**TASK TO COMPLETE**: Copy each line of the records below that has "plaque" in it.

**Stored data entries**:
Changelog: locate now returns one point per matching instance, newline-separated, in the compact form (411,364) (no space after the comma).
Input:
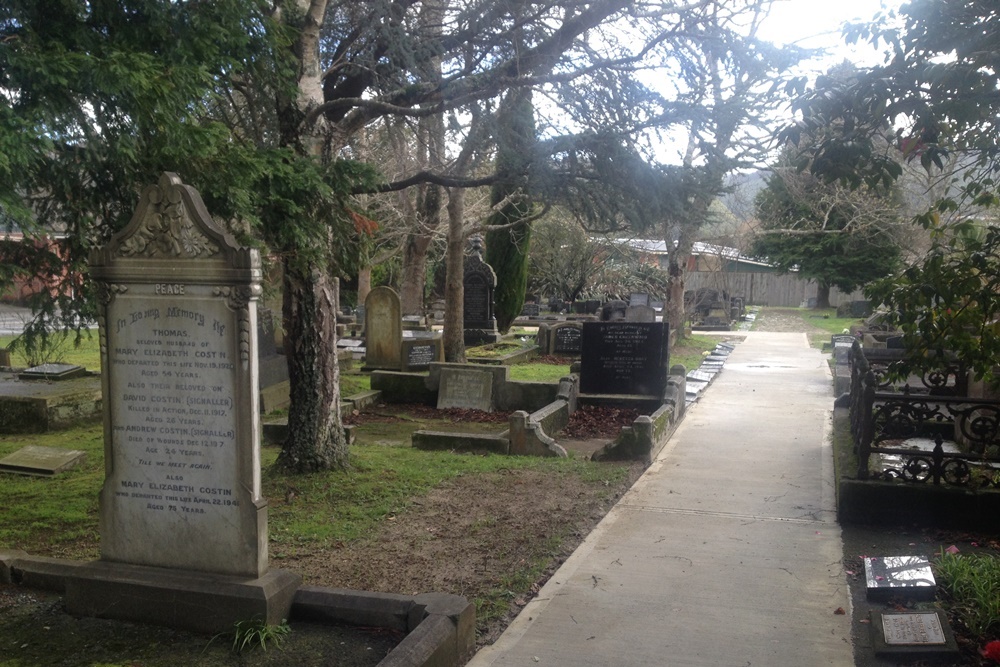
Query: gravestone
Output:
(640,314)
(479,281)
(52,372)
(638,299)
(625,358)
(383,329)
(530,310)
(567,339)
(613,310)
(420,349)
(899,577)
(465,388)
(41,461)
(183,522)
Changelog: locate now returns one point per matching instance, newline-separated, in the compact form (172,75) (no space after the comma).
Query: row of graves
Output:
(927,445)
(927,449)
(183,522)
(714,310)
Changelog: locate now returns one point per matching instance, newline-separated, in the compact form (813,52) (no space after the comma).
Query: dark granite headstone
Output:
(567,338)
(625,358)
(41,461)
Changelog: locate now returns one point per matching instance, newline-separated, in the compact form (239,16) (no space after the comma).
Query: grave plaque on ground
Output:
(465,388)
(479,281)
(41,461)
(178,322)
(383,329)
(624,358)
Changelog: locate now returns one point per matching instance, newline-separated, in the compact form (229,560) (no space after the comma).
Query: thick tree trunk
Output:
(364,284)
(822,295)
(411,291)
(454,288)
(315,439)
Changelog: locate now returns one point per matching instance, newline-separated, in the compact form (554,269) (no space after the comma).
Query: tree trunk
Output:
(411,291)
(454,288)
(822,295)
(364,284)
(315,438)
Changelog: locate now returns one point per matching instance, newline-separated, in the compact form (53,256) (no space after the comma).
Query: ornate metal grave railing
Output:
(903,423)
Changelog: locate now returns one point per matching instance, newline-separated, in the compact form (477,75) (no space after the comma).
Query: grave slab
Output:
(52,372)
(899,576)
(913,635)
(41,461)
(465,388)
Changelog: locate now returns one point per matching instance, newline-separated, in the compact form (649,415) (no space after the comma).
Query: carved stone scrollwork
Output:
(238,299)
(167,229)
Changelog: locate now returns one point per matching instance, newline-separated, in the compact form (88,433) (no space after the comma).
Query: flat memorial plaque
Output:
(52,372)
(41,461)
(912,635)
(899,576)
(906,629)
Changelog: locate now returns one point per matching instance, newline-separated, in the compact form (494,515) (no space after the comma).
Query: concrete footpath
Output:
(726,552)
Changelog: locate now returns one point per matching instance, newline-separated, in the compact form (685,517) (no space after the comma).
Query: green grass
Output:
(691,350)
(62,348)
(972,586)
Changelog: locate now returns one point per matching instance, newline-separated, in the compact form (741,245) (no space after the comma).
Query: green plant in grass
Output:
(256,633)
(972,585)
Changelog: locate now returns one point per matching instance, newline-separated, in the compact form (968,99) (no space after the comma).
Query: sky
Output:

**RESULT OF THE TASK**:
Query: grave plaque on ground
Query: flat memorial plaque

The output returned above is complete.